PARTS OF THE EXERCISE –
1. Update the stretch of the Day 7 account from "and then from" through "video of that.", putting "Haram al-Sharif" in place of "Temple Mount".
2. Answer these questions from the Day 7 account:
(a) About how many acres is the small area around the Dome of the Rock?
(b) Who runs the Church of St. Anne?
(c) In which church did the group celebrate Eucharist?

Day 7 began early and we went first to the Western Wall, the Wailing Wall, the Kotel,

and then from there, the short walk, up and around to the Temple Mount, the Dome of the Rock, the most noticeable and most recognized landmark in Jerusalem.  This small area, about 35 acres is also some of the most contested, and most tense land on earth.   We took a group photo there. 

Temple Mt. Group 2020

From the Temple Mount we walked to the Church of St. Anne, the mother of Mary.  This church is run by the White Fathers of France.  If you saw, a few weeks ago, French President Macron, attempting to get through, this is where some of that happened.   I witnessed it on the media just before coming.   St. Anne’s is extremely welcoming.  It is also one of the most acoustically pleasing rooms in Jerusalem, and to the great tradition is to sing here.  Our group did just that! Here is a video of that.  

At St. Anne’s there is a special tribute to Stephen the Deacon and so we were able to gather the deacons on our pilgrimage for a picture.   it is being prepared to be put in their museum there. 

Deacons St. Ann's 2020

We then moved to the Church known as Ecce Homo, (Behold the Man) where we celebrated Eucharist and then began the Via Dolorosa, the Stations of the Cross, through the streets of Jerusalem ending at the tomb, in the Church of the Holy Sepulcher.  After that, we had lunch, some free time in the Old City, and then a trip to Yad Vashem, the very moving Holocaust Museum in Jerusalem.   In the evening we had a presentation from George Khoury on some of the outreach and ministry his mother does in the Holy Land.  Then, to dinner, and rest.

DATA SECTION –

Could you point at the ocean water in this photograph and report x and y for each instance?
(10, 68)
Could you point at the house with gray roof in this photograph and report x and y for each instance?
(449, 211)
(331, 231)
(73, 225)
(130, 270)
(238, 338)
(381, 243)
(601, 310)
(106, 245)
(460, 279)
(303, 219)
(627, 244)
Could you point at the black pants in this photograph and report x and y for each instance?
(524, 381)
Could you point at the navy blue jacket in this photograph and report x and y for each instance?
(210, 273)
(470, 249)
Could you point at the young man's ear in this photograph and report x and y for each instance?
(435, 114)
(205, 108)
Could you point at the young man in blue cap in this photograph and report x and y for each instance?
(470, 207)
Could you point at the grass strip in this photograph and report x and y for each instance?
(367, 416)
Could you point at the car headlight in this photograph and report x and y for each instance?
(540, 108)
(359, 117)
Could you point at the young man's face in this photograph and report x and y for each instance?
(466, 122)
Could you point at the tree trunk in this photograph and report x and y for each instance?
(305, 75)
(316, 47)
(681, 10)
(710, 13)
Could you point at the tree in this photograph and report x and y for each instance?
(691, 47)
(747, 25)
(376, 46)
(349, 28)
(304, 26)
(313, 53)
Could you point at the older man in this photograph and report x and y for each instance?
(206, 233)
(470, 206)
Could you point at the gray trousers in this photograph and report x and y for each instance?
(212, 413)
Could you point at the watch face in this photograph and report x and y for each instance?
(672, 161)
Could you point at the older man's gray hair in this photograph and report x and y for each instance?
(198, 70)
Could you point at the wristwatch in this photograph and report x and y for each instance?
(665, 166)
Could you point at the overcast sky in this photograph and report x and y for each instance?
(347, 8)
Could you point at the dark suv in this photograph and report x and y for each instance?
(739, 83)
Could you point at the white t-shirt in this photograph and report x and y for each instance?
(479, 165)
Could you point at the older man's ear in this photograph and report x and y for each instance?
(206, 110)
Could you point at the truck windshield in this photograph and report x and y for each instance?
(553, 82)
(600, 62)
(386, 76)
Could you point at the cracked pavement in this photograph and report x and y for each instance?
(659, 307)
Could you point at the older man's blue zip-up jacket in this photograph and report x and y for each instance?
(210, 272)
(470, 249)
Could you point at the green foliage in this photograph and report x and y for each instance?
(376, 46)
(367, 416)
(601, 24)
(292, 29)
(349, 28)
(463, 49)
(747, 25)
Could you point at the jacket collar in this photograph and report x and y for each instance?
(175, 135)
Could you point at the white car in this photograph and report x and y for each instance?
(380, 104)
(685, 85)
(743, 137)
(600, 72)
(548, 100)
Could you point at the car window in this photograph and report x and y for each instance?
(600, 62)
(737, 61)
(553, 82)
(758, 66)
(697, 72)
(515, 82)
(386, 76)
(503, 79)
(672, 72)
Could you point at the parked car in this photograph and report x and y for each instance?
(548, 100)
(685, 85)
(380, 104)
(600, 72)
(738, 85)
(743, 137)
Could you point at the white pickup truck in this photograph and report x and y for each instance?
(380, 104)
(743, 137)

FINAL RESULTS –
1.
and then from there, the short walk, up and around to the Haram al-Sharif, the Dome of the Rock, the most noticeable and most recognized landmark in Jerusalem.  This small area, about 35 acres is also some of the most contested, and most tense land on earth.   We took a group photo there. 

Temple Mt. Group 2020

From the Haram al-Sharif we walked to the Church of St. Anne, the mother of Mary.  This church is run by the White Fathers of France.  If you saw, a few weeks ago, French President Macron, attempting to get through, this is where some of that happened.   I witnessed it on the media just before coming.   St. Anne’s is extremely welcoming.  It is also one of the most acoustically pleasing rooms in Jerusalem, and to the great tradition is to sing here.  Our group did just that! Here is a video of that.

2.
(a) About 35 acres.
(b) The White Fathers of France.
(c) The Church known as Ecce Homo.